- Brief
Output the listing below verbatim, from its first line to its last.

- Data for analysis

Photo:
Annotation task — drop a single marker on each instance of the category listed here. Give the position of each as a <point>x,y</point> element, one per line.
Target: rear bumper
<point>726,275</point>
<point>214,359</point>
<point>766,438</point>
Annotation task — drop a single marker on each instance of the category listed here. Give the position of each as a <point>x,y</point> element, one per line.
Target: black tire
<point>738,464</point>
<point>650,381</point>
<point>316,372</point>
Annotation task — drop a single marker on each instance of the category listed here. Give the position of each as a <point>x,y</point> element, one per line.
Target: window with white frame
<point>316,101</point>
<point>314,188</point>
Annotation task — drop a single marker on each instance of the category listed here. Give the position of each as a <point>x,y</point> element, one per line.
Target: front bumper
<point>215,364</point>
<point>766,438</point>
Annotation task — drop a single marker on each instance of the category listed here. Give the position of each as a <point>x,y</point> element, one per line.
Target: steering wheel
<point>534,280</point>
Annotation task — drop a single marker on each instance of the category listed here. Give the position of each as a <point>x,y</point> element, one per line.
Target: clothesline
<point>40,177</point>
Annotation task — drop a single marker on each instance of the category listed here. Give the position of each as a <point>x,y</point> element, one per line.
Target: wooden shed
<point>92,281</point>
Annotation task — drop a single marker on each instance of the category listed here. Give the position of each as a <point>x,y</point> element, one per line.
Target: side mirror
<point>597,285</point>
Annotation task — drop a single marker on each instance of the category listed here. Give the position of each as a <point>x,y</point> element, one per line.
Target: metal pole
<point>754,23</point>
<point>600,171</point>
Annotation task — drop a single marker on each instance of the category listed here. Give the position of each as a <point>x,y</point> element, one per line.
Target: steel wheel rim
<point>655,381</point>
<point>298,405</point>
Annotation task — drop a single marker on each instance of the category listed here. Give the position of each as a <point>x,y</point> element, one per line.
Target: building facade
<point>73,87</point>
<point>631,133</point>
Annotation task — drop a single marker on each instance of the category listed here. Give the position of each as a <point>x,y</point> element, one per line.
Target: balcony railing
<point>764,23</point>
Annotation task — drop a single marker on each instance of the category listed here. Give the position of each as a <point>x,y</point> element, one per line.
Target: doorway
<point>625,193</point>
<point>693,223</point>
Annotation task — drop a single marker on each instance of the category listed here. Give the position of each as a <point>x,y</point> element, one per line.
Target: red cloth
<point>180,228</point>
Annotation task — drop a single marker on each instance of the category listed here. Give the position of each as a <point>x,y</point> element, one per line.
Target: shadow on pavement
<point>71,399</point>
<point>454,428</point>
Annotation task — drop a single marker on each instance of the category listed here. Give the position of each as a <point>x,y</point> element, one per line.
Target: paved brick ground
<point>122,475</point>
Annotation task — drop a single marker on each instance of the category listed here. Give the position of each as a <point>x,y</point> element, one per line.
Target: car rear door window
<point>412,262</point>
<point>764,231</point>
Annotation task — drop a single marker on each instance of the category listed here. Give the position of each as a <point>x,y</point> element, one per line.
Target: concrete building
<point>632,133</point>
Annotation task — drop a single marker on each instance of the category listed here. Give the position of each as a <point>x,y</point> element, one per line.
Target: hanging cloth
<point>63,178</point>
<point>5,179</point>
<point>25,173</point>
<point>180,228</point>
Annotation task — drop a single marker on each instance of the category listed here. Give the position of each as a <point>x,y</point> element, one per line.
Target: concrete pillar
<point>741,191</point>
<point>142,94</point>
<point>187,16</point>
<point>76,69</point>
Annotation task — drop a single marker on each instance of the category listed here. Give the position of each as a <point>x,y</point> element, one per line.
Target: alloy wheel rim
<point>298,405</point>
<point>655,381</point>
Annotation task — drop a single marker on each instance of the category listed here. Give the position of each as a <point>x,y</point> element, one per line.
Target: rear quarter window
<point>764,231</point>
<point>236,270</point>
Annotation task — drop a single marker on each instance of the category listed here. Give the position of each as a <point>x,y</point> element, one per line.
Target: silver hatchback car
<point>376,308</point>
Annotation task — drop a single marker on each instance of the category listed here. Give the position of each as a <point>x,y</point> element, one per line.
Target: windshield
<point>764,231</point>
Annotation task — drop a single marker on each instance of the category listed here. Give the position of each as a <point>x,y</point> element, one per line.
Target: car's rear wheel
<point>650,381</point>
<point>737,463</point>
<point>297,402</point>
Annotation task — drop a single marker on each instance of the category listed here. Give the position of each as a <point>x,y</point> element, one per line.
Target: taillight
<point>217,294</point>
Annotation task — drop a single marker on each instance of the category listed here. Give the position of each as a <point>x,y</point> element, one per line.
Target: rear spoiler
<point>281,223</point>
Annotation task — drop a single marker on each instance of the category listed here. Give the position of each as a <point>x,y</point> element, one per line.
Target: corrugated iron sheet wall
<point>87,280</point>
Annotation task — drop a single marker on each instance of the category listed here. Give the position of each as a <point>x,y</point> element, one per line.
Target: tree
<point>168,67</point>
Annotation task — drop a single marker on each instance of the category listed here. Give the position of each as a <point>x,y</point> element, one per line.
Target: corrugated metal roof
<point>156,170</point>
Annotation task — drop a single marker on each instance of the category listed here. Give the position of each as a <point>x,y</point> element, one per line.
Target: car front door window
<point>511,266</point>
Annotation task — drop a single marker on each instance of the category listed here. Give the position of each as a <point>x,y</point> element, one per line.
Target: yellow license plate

- Answer to this task
Photo:
Annotation task — drop a single marker on each instance of the category listed here. Give the position of each as a <point>x,y</point> element, one per line.
Target: rear bumper
<point>726,275</point>
<point>214,359</point>
<point>766,438</point>
Annotation task — drop a single marker on each instance of the category listed here. Give the position of each as a <point>x,y</point> element, one per line.
Target: black tire
<point>738,464</point>
<point>650,381</point>
<point>316,372</point>
Annotation task — drop a single marker on each instance of the category listed here. Give the position of each as a <point>x,y</point> element, one per line.
Target: window with white frame
<point>316,101</point>
<point>314,188</point>
Annotation task — drop a single marker on each instance of the category listed here. Give the position of each as a <point>x,y</point> element, one per line.
Target: front bumper
<point>215,364</point>
<point>766,438</point>
Annotation task — drop a single marker on each instance of the category listed here. Give the position of each as a <point>x,y</point> element, one per line.
Target: steering wheel
<point>534,280</point>
Annotation task — drop a single marker on each instance of the category listed here. Give the position of each as a <point>x,y</point> element, one per line.
Target: clothesline
<point>40,177</point>
Annotation task — drop a single marker on each instance of the category listed here. Give the position of each as a <point>x,y</point> element, one per line.
Target: wooden shed
<point>92,281</point>
Annotation task — drop a single marker on each instance of the category listed here. Give the position of each as a <point>x,y</point> element, one per line.
Target: side mirror
<point>597,285</point>
Annotation task — drop a single marker on each instance of the category listed here. Give the position of each as a <point>x,y</point> element, one per line.
Target: metal pole
<point>754,23</point>
<point>600,171</point>
Annotation task — drop a single marker on each instance of the category listed here. Give the position of each as a <point>x,y</point> element, one per line.
Target: steel wheel rim
<point>655,381</point>
<point>298,405</point>
Annotation task — drop a single marker on each instance of the category listed here. Give the position of each as a <point>x,y</point> element, one per line.
Target: building facade
<point>73,87</point>
<point>631,133</point>
Annotation task — drop a single marker on each instance of the category listed here. Give the position of each as a <point>x,y</point> element, one per line.
Target: balcony railing
<point>764,23</point>
Annotation task — drop a single marker on each instance of the category listed here. Give the position of each as a <point>x,y</point> element, one per line.
Target: doorway
<point>625,193</point>
<point>693,223</point>
Annotation task — drop a single marker on each instance of the category listed here. Give the position of each as a <point>x,y</point> element, one per line.
Target: red cloth
<point>180,228</point>
Annotation task — drop a single marker on each instance of the category listed here. Give the position of each as a <point>x,y</point> element, one per line.
Target: shadow on pavement
<point>71,399</point>
<point>454,428</point>
Annotation task — drop a single marker on each instance of the category listed here. Give the position of each as a <point>x,y</point> element, one per line.
Target: paved brick ground
<point>122,475</point>
Annotation task — drop a single marker on each instance of the category listed here. Give the position of each as a <point>x,y</point> element, one per line.
Target: car rear door window
<point>412,262</point>
<point>764,231</point>
Annotation task — drop a single marker on each instance of the category listed here. Give the position of each as a <point>x,y</point> element, one per line.
Target: concrete building
<point>632,133</point>
Annotation task — drop a single marker on each instance of the category listed here. Give the position of each as a <point>x,y</point> element, one per line.
Target: hanging cloth
<point>63,178</point>
<point>5,179</point>
<point>25,173</point>
<point>180,228</point>
Annotation task — drop a single marker on each instance of the category listed here. Give the position of each as a <point>x,y</point> element, one per line.
Target: concrete pillar
<point>741,191</point>
<point>142,94</point>
<point>187,16</point>
<point>76,69</point>
Annotation task — drop a single marker on each instance of the category listed here. Give the position of each as a <point>x,y</point> element, one per line.
Target: alloy wheel rim
<point>298,405</point>
<point>655,381</point>
Annotation task — drop a single marker on each instance of the category listed here. Give the position of each as a <point>x,y</point> element, one per line.
Target: rear quarter window
<point>764,231</point>
<point>236,270</point>
Annotation task — drop a single marker on each instance of the category listed here. Give the position of each as a <point>x,y</point> element, one per line.
Target: silver hatchback car
<point>376,308</point>
Annotation task — drop a single marker on each instance of the category listed here. Give the position of each as a <point>x,y</point> element, one per line.
Target: windshield
<point>764,231</point>
Annotation task — drop a single marker on each instance of the category listed here. Give the position of each as a <point>x,y</point> element, one per line.
Target: car's rear wheel
<point>650,381</point>
<point>737,463</point>
<point>297,402</point>
Annotation task — drop a single marker on each instance of the category listed here. Give the position of each as a <point>x,y</point> element, one per line.
Target: taillight
<point>217,294</point>
Annotation task — drop a single marker on each instance of the category listed here. Give the position of each as a <point>x,y</point> element, one per line.
Target: rear spoiler
<point>281,223</point>
Annotation task — drop a single marker on each instance of the category listed here. Give the position of each as a <point>x,y</point> element, one per line.
Target: corrugated iron sheet wall
<point>87,280</point>
Annotation task — drop a single marker on each instance of the category listed here. Give the position of each as a <point>x,y</point> element, one per line.
Target: tree
<point>168,67</point>
Annotation task — drop a single marker on each instance of the category listed here. Give the position of each as a <point>x,y</point> element, one per line.
Target: corrugated metal roof
<point>156,170</point>
Annotation task — drop a single marker on each instance of the category listed here. Give the position of each as a <point>x,y</point> element, one per line.
Target: car front door window
<point>511,266</point>
Annotation task — drop a single marker on each instance of the category listed here. Give the position of each as a <point>x,y</point> element, one per line.
Target: yellow license plate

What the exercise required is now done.